-- Recorded information --
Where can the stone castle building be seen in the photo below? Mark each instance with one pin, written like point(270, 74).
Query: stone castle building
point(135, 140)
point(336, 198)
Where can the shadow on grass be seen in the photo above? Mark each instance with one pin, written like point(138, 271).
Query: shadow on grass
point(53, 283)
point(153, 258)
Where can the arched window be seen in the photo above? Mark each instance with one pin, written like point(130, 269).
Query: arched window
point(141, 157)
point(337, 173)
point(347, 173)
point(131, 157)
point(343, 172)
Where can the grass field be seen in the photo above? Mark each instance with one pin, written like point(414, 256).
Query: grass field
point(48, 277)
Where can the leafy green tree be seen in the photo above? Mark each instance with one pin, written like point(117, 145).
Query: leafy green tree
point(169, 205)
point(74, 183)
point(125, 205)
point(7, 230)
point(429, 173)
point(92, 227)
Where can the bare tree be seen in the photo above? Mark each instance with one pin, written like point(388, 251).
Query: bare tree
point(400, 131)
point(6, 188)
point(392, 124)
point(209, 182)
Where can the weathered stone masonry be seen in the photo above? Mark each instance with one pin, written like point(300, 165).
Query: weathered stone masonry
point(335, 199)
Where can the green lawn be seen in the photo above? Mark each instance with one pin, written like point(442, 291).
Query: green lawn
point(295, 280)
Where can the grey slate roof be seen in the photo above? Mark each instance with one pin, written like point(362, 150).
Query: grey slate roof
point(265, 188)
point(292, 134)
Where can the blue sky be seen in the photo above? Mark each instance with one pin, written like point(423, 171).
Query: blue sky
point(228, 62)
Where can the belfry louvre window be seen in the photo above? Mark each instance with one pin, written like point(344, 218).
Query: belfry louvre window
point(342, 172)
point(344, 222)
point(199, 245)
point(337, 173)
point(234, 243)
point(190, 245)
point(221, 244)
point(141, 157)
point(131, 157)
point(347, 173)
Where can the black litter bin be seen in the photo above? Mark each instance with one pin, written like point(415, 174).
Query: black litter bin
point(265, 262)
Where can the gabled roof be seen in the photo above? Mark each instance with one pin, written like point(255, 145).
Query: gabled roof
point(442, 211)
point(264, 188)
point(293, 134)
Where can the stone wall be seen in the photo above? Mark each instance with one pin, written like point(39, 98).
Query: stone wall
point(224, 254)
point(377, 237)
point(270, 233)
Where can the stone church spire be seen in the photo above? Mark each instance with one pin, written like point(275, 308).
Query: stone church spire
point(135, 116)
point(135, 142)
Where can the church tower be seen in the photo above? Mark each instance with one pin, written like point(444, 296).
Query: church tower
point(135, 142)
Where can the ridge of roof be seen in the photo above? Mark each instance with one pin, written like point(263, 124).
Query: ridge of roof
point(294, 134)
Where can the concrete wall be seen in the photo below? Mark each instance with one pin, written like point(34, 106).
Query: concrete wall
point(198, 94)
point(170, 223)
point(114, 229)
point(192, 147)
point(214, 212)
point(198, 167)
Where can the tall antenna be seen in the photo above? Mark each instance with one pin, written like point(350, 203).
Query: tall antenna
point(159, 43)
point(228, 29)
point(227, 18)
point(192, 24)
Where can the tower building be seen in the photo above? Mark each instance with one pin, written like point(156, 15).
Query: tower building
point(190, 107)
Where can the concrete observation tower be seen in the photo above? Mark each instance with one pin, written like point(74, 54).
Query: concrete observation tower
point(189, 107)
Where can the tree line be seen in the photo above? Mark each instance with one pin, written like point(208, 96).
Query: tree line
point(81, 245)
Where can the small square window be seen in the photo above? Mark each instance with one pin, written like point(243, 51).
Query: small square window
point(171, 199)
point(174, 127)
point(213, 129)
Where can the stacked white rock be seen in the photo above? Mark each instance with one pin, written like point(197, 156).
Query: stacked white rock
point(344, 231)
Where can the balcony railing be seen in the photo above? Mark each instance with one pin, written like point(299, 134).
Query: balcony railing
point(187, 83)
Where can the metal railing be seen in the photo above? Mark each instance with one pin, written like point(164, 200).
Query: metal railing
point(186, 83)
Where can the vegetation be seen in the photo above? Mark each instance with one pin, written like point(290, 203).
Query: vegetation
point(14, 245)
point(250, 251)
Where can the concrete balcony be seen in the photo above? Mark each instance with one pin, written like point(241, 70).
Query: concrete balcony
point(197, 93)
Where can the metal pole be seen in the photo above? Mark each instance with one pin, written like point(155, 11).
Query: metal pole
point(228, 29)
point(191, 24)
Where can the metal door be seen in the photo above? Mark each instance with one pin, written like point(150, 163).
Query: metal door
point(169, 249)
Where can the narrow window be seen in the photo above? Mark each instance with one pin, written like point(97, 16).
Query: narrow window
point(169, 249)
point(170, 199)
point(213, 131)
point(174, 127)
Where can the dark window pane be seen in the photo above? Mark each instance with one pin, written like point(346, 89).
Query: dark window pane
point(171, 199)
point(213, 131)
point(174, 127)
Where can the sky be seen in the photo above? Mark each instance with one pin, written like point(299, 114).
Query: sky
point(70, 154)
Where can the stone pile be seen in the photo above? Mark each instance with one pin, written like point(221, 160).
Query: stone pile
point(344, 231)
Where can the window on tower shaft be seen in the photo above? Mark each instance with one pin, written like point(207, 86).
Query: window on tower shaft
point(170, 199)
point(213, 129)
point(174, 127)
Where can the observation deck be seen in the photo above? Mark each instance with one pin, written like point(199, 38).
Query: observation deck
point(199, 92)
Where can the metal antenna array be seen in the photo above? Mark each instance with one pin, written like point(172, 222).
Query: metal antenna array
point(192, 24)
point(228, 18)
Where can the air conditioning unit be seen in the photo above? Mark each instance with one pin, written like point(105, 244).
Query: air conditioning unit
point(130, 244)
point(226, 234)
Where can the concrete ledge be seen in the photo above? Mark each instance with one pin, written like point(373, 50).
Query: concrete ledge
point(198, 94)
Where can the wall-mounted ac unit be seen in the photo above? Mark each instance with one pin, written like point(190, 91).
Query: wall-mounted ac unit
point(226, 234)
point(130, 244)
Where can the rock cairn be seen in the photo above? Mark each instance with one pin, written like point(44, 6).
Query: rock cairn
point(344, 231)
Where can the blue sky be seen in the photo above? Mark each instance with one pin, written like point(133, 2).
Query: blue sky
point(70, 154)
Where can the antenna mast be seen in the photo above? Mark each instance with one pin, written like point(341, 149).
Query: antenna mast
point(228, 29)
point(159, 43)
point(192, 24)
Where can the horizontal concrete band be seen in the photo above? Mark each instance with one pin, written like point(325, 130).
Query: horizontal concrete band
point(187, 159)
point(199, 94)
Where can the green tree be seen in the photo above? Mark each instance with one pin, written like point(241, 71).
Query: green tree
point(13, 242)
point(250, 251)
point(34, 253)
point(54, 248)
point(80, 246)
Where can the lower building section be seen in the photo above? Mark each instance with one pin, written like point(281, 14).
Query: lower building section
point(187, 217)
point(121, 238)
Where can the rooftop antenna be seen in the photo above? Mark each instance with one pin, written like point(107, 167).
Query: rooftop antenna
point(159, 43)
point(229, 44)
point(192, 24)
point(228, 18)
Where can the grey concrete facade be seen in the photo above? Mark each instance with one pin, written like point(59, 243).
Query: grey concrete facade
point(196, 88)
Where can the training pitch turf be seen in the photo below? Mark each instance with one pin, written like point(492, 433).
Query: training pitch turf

-- What to do --
Extract every line from the one with "Where can the green tree" down to the final line above, both included, exactly as written.

-- Result of the exercise --
Where can the green tree be seen in the photo above? Mark each instance with one pin, written like point(241, 71).
Query: green tree
point(13, 242)
point(250, 251)
point(34, 253)
point(54, 248)
point(80, 246)
Where can the lower building section be seen in the photo above? Mark each instance with one pin, written like point(281, 14).
Query: lower building section
point(187, 217)
point(121, 238)
Where can the rooftop antenna be seen in the photo above? Mark each instance with one pin, written like point(107, 167).
Query: rooftop antenna
point(159, 43)
point(229, 44)
point(192, 24)
point(228, 18)
Where can the grey concrete facade be seen in the photo above? Mark each instance with one pin, written like point(59, 243).
Query: grey concrete facade
point(196, 88)
Where can the training pitch turf be seen in the photo below? Mark each instance with one pin, written like point(492, 433).
Query: training pitch turf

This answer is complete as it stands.